───── Input data

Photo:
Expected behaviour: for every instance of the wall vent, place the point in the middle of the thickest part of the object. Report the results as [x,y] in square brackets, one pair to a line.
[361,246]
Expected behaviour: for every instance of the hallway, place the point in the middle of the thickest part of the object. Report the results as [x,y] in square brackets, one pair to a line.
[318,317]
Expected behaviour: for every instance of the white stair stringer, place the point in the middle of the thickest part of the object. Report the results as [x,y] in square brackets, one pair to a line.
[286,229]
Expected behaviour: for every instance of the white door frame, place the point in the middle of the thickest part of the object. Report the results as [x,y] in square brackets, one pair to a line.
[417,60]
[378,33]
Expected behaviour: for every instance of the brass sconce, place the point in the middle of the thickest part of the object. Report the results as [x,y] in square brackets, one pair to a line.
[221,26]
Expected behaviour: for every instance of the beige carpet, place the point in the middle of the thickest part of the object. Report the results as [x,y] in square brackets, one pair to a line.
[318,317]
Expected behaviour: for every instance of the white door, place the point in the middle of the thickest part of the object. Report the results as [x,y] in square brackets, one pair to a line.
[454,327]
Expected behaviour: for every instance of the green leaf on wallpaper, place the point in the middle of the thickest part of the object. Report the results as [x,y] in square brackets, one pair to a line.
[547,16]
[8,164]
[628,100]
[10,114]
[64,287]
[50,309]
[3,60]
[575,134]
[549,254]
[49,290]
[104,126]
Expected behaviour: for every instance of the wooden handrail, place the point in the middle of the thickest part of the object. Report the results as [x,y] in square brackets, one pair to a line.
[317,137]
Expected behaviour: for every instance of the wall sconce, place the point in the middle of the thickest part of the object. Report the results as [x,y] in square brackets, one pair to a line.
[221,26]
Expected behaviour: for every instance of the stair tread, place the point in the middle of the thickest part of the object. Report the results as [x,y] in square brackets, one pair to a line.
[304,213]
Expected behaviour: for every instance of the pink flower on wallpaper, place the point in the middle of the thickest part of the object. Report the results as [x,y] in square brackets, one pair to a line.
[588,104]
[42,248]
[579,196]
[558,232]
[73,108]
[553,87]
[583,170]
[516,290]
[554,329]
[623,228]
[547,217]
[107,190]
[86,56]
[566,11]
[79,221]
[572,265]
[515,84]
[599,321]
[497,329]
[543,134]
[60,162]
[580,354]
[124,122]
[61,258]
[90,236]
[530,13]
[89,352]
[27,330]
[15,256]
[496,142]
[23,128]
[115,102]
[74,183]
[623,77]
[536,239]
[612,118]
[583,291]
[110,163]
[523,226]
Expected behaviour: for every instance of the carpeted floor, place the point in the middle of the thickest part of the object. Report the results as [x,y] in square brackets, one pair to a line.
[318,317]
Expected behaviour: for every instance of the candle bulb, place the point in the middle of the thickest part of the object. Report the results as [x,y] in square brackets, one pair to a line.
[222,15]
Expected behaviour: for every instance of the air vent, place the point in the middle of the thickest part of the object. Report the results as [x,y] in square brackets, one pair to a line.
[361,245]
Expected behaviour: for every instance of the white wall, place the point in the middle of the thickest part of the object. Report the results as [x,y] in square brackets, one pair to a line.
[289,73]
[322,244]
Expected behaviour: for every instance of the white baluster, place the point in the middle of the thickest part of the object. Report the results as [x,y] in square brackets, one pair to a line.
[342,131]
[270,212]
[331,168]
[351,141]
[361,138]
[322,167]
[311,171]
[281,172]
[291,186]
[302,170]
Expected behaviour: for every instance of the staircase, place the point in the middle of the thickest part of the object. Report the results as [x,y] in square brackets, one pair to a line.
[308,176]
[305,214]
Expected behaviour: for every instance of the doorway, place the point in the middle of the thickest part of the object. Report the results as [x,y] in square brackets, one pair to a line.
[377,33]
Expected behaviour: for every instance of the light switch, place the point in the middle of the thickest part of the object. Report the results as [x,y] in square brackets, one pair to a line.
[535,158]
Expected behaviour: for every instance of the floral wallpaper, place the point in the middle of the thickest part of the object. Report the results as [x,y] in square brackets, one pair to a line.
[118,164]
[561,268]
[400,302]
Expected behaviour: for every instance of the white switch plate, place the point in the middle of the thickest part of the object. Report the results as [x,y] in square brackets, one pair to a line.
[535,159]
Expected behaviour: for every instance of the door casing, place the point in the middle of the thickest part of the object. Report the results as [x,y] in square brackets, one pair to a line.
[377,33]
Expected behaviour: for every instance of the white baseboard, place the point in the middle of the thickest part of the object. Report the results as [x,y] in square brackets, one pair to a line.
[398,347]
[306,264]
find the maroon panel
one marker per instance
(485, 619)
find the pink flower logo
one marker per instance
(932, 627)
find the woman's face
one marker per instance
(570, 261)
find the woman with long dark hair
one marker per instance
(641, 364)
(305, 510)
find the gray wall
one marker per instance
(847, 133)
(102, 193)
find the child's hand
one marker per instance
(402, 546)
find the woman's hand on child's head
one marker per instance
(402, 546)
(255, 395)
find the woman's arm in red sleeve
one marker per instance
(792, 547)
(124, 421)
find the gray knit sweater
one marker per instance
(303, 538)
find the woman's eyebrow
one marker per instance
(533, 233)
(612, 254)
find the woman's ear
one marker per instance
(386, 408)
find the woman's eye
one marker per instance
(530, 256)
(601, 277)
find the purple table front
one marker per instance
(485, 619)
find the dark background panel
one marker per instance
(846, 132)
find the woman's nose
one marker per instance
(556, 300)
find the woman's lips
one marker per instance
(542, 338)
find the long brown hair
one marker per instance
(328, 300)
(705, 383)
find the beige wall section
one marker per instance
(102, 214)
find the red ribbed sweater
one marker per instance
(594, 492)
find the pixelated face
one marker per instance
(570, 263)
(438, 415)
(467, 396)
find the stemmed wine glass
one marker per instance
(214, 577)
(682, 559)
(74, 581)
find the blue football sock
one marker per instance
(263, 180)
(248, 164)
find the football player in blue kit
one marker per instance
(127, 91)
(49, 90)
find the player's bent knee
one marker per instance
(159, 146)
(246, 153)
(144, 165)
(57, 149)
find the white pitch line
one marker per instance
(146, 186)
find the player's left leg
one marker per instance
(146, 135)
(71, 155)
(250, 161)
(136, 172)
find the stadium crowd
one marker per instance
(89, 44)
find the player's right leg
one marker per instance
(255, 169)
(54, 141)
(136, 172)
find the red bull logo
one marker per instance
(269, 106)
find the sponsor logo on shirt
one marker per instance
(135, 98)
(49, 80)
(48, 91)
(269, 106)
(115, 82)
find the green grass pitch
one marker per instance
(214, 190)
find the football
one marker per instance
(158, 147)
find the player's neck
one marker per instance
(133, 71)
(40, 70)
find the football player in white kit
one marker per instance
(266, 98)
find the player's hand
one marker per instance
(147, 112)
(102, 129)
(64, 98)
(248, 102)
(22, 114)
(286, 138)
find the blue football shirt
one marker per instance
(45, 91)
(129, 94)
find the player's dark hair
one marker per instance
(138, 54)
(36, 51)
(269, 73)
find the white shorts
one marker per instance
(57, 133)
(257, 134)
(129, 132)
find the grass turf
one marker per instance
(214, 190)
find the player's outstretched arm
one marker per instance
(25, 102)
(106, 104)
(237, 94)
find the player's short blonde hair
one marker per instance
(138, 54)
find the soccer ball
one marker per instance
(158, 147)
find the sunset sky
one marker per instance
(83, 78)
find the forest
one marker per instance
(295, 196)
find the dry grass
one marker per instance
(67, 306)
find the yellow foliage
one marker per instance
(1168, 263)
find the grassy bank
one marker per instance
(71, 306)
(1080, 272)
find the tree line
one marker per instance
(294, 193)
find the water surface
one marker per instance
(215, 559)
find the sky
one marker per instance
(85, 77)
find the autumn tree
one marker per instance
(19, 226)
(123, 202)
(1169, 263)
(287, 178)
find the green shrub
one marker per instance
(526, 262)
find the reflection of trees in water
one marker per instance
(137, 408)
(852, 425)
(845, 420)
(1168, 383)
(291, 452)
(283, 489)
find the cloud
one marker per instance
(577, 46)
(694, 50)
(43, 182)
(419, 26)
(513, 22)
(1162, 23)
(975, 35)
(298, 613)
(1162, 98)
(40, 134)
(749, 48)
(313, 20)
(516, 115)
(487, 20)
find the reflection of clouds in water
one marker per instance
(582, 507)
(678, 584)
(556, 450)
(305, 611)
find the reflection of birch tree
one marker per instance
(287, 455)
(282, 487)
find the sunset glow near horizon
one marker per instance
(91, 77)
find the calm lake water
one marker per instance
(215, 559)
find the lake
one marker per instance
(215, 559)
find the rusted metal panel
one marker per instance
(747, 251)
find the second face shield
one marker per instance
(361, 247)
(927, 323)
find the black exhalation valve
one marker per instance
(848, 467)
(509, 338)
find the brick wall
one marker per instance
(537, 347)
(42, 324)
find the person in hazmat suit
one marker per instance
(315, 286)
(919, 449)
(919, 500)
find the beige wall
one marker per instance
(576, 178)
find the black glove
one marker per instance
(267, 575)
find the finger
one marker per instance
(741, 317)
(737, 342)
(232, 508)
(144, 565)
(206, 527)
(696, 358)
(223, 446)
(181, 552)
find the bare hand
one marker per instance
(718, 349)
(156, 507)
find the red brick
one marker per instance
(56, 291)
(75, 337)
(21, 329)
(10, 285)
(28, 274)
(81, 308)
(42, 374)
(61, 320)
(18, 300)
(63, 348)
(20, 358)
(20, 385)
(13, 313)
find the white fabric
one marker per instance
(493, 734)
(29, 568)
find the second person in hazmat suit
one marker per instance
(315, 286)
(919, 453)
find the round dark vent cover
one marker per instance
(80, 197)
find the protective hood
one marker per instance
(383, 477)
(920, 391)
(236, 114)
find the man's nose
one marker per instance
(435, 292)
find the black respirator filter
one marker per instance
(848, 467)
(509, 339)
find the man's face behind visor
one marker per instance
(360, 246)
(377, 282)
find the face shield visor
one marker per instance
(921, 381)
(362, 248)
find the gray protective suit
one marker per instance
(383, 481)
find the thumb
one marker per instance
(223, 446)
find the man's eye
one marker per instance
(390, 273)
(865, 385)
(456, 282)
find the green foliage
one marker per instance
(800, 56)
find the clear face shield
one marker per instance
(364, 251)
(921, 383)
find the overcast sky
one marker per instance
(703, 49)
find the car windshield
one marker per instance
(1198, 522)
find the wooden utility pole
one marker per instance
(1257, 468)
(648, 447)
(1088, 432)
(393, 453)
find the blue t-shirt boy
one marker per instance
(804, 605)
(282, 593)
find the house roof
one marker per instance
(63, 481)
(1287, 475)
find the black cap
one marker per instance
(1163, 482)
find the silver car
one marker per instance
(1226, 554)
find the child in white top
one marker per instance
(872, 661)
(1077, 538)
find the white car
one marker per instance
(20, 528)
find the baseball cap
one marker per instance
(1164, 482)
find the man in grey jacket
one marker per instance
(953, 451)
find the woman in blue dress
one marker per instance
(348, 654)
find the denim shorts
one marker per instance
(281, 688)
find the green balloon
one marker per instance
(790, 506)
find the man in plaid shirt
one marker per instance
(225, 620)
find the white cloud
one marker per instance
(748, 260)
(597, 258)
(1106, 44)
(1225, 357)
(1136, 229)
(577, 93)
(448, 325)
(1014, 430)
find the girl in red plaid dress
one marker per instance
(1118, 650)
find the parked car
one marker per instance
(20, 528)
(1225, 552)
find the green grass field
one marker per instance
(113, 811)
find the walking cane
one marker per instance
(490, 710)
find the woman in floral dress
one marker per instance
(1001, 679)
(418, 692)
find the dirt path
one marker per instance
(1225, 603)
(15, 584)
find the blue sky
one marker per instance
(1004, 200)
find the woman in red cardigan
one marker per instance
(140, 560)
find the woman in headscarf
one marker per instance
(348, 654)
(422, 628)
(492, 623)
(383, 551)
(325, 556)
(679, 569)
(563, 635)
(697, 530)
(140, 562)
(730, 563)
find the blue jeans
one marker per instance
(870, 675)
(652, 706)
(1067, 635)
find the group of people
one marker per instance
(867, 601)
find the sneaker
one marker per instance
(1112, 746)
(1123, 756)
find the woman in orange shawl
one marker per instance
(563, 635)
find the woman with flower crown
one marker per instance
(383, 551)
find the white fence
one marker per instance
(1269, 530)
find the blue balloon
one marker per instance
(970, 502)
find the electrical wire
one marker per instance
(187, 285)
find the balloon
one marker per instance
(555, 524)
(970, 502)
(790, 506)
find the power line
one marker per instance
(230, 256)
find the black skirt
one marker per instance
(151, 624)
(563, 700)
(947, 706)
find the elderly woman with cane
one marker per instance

──────────

__What is needed__
What is needed is an exact copy of the lines from the one containing "find the elderly woman with cane" through the last line of the records above, both included.

__Exercise response__
find the elderly woman with cane
one marker per instance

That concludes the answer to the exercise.